**Selected passage**
◇ ◇ ◇ ◇

Gloria J. Browne-Marshall
Bloomberg Law


George Floyd was a victim of lynching two years ago. The mass murder of African Americans in Buffalo, N.Y., was also a lynchingsays Gloria J. Browne-Marshall, professor of constitutional law at John Jay College (CUNY). Our nation must accept that lynching continues and use the new Emmett Till Antilynching Act to prosecute the alleged shooter, Payton Gendron, she argues.

We must talk about lynching. George Floyd’s murder, two years ago today on May 25, 2020, was a lynching. The mass murder allegedly perpetrated by Payton Gendron in Buffalo, N.Y., should be considered a mass lynching, too.

The murder of 10 innocent African Americans by a domestic terrorist on May 14 is a clarion call. America must focus inwards and face the ugly truth. Those murders were a mass lynching.

President Biden signed the Emmett Till Antilynching Act into law in March, making lynching a federal hate crime. It needs to be more than a photo op. The act should be applied to the massacre in Buffalo.

◇ ◇ ◇ ◇

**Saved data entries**
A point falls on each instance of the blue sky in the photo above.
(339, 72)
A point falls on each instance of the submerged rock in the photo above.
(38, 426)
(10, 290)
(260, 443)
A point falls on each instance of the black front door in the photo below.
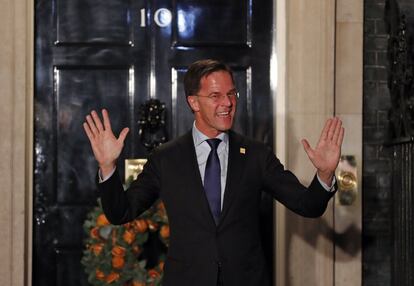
(118, 54)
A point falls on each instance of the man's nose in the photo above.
(226, 100)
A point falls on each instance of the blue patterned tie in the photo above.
(212, 181)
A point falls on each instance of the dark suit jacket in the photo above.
(199, 249)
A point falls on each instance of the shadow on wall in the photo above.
(316, 233)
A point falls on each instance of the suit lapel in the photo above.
(195, 184)
(236, 165)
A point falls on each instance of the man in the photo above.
(211, 180)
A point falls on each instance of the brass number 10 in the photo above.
(162, 17)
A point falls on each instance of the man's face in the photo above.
(215, 103)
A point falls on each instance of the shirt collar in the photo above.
(200, 137)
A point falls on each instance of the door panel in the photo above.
(117, 54)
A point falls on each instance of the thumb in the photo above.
(307, 147)
(123, 134)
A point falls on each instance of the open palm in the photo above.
(325, 156)
(105, 146)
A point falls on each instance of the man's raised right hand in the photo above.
(105, 146)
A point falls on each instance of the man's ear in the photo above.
(193, 103)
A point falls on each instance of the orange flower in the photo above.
(99, 275)
(161, 206)
(165, 231)
(136, 249)
(152, 225)
(97, 248)
(112, 277)
(118, 251)
(129, 236)
(94, 233)
(153, 273)
(101, 220)
(141, 225)
(118, 262)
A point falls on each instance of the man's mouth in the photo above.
(223, 114)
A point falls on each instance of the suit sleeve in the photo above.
(285, 187)
(122, 206)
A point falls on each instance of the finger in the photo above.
(91, 125)
(123, 134)
(337, 130)
(97, 121)
(88, 131)
(340, 137)
(307, 147)
(332, 128)
(324, 134)
(107, 121)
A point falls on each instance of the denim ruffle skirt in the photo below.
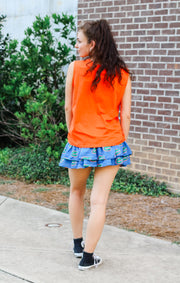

◇ ◇ ◇ ◇

**Exercise directions**
Reproduce word for word everything in the article on lynching from "President Biden signed" down to "massacre in Buffalo.".

**Your response**
President Biden signed the Emmett Till Antilynching Act into law in March, making lynching a federal hate crime. It needs to be more than a photo op. The act should be applied to the massacre in Buffalo.